SET TASK:
Rewrite every row below, replacing "nested JSON array" with "nested list" and leaving all other text unchanged. Omit the pictures from your answer.

Records of labeled boxes:
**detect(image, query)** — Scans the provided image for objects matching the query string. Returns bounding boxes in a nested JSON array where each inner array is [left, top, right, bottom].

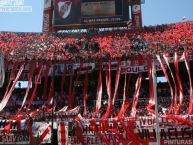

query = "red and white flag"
[[58, 122, 68, 145], [32, 122, 51, 143]]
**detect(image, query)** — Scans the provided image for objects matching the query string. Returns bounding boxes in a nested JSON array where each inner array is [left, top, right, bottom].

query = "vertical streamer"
[[130, 74, 142, 117], [101, 60, 112, 120], [42, 62, 50, 100], [83, 68, 88, 116], [174, 52, 184, 114], [183, 50, 193, 114], [60, 62, 66, 97], [26, 63, 43, 111], [0, 64, 24, 111], [95, 62, 103, 113], [156, 55, 174, 113], [163, 54, 177, 113], [147, 55, 155, 114]]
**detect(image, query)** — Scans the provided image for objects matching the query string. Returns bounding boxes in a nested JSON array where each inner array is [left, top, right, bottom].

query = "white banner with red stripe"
[[58, 122, 68, 145], [32, 122, 51, 144]]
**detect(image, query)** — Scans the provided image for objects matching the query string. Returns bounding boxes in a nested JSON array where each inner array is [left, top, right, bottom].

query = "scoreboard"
[[53, 0, 129, 27]]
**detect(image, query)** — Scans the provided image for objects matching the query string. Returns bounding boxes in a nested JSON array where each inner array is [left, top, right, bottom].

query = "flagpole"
[[152, 57, 160, 145]]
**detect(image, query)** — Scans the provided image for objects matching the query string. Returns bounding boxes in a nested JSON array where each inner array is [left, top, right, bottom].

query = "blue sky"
[[0, 0, 193, 32]]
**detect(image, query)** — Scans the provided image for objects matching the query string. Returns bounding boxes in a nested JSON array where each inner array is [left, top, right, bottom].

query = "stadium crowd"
[[0, 21, 193, 122], [0, 21, 193, 61]]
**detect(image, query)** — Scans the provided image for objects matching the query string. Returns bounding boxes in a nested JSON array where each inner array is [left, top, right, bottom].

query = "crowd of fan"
[[0, 78, 189, 118], [0, 21, 193, 60], [0, 21, 193, 118]]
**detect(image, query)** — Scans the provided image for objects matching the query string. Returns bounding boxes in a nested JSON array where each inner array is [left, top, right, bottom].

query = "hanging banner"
[[58, 122, 68, 145], [32, 122, 51, 144]]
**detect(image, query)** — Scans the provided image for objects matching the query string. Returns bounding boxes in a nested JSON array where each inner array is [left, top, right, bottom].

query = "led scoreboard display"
[[54, 0, 129, 26]]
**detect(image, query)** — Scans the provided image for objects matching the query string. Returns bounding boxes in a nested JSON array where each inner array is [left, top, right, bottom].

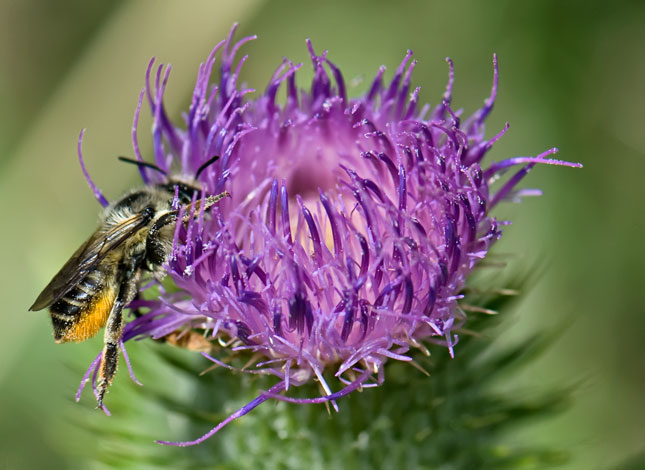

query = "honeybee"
[[29, 157, 229, 407]]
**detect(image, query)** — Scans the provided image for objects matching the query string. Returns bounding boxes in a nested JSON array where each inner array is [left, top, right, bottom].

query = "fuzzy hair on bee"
[[29, 157, 229, 407]]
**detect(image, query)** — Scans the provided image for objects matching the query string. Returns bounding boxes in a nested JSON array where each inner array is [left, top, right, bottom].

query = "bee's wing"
[[29, 214, 147, 311]]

ANSWER FOR THIS EXERCISE:
**detect(image, query)** — Scans the provided image for objects matching the query string. Returns bounding boxes in a nested list where each inner array is [left, top, right, bottom].


query = "red and white flag"
[[58, 122, 68, 145], [32, 122, 51, 143]]
**detect(image, query)** — Scans the provided image for objects matching the query string. Returns bounding boxes in a nested list where each inner array is [left, top, right, bottom].

query = "vertical streamer"
[[130, 74, 142, 117], [101, 60, 112, 120], [42, 62, 50, 100], [83, 68, 88, 116], [174, 52, 184, 114], [183, 50, 193, 114], [60, 62, 66, 97], [26, 63, 43, 111], [0, 64, 24, 111], [95, 62, 103, 113], [156, 55, 174, 113], [163, 54, 177, 113], [147, 55, 155, 114]]
**detect(image, query)** — Scans the provided image for objects matching the query string. Returns bounding boxes in a nested list where each inner array is [left, top, right, bottom].

query = "white banner with red stripe"
[[58, 122, 68, 145], [32, 122, 51, 144]]
**detect(image, query)** — Scans the provided image for objects matching the query string. Returns bounding boxes in a nested list where each inner array is [left, top, right, bottom].

query = "scoreboard"
[[53, 0, 129, 27]]
**detect(image, query)** — Scans the provided image for objects matching the query string. Returns bounding boxes in a nested list where each inner array is [left, top, right, bottom].

query = "flagpole"
[[152, 57, 160, 145]]
**detect(image, query)** — Scans the provided image for objects matching the query string. Returns bounding boxes in a nested list where each inner array is [left, top, right, bottom].

query = "blue sky"
[[0, 0, 193, 32]]
**detect(image, query)** — Scans the provided image for objects matching the query string. Returns bounding boxes in a nested list where each inner array is [left, top, right, bottom].

query = "stadium crowd"
[[0, 21, 193, 122], [0, 21, 193, 61]]
**detect(image, query)** — Scans the provided image for objects matching the query string. Returns bounding boxes in a nested list where each inner array is [left, top, right, bottom].

query = "crowd of fan"
[[0, 78, 189, 118], [0, 21, 193, 60], [0, 21, 193, 118]]
**detect(image, query)** — Scans the provided image for objects matching the query string. Returns bounding boxes in a nested list where each inner array is [left, top, right, bottom].

query = "hanging banner"
[[58, 122, 68, 145], [32, 122, 51, 144]]
**detect(image, query)** — Scans the provided image for objects matching the query string. Returns bounding boxes in a nested list where each inner array is [left, top, right, bottom].

query = "led scoreboard display"
[[54, 0, 129, 26]]
**detect(image, query)** — Scans the provided image for objects matching the query string. Returns bounding boxes in a nested list where each inner array is [left, top, right, bottom].


query = "honeybee"
[[29, 157, 229, 407]]
**detect(image, query)** — Scans the provided image for objects matching the query string. Returns bounding boxes in a nested list where each inner array is [left, top, right, bottom].

query = "fuzzy hair on bee"
[[29, 157, 229, 407]]
**detect(image, query)** — Scans the provided image for objects matching the query string. Returns bounding boxes in a nested list where each inner array is [left, top, right, bottom].

query = "bee's wing"
[[29, 214, 147, 311]]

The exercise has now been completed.